** Exercise instructions **
1 – In the thread about overflow-proof statistics code, what is the number of attributes in the statistics currently limited to?
2 – Pick up the thread about overflow-proof statistics code after its last line and keep writing.

On Sun, Feb 12, 2017 at 10:35:04AM +0000, Dean Rasheed wrote:
> On 11 February 2017 at 01:17, Tomas Vondra <tomas.vondra@2ndquadrant.com> wrote:
> > Thanks for the feedback, I'll fix this. I've allowed myself to be a bit
> > sloppy because the number of attributes in the statistics is currently
> > limited to 8, so the overflows are currently not an issue. But it doesn't
> > hurt to make it future-proof, in case we change that mostly artificial limit
> > sometime in the future.
> >
>
> Ah right, so it can't overflow at present, but it's neater to have an
> overflow-proof algorithm.
>
> Thinking about the exactness of the division steps is quite
> interesting. Actually, the order of the multiplying factors doesn't
> matter as long as the divisors are in increasing order. So in both my
> proposal:
>
> result = 1
> for (i = 1; i <= k; i++)

** Source excerpt **
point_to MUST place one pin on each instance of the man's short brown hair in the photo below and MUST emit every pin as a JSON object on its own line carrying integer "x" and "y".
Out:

** Final answers **
1 – 8

2 –
> result = (result * (n-k+i)) / i;
>
> and David's proposal, which is equivalent but has the multiplying
> factors in the opposite order, equivalent to:
>
> result = 1
> for (i = 1; i <= k; i++)
> result = (result * (n-i+1)) / i;
>
> the divisions are exact at each step. The first time through the loop
> it divides by 1 which is trivially exact. The second time it divides
> by 2, having multiplied by 2 consecutive factors, one of which is
> therefore guaranteed to be divisible by 2. The third time it divides
> by 3, having multiplied by 3 consecutive factors, one of which is
> therefore guaranteed to be divisible by 3, and so on.
Right. You know you can use integer division, which make sense as
permutations of discrete sets are always integers.
> My approach originally seemed more logical to me because of the way it
> derives from the recurrence relation binomial(n, k) = binomial(n-1,
> k-1) * n / k, but they both work fine as long as they have suitable
> overflow checks.
Right. We could even cache those checks (sorry) based on data type
limits by architecture and OS if performance on those operations ever
matters that much.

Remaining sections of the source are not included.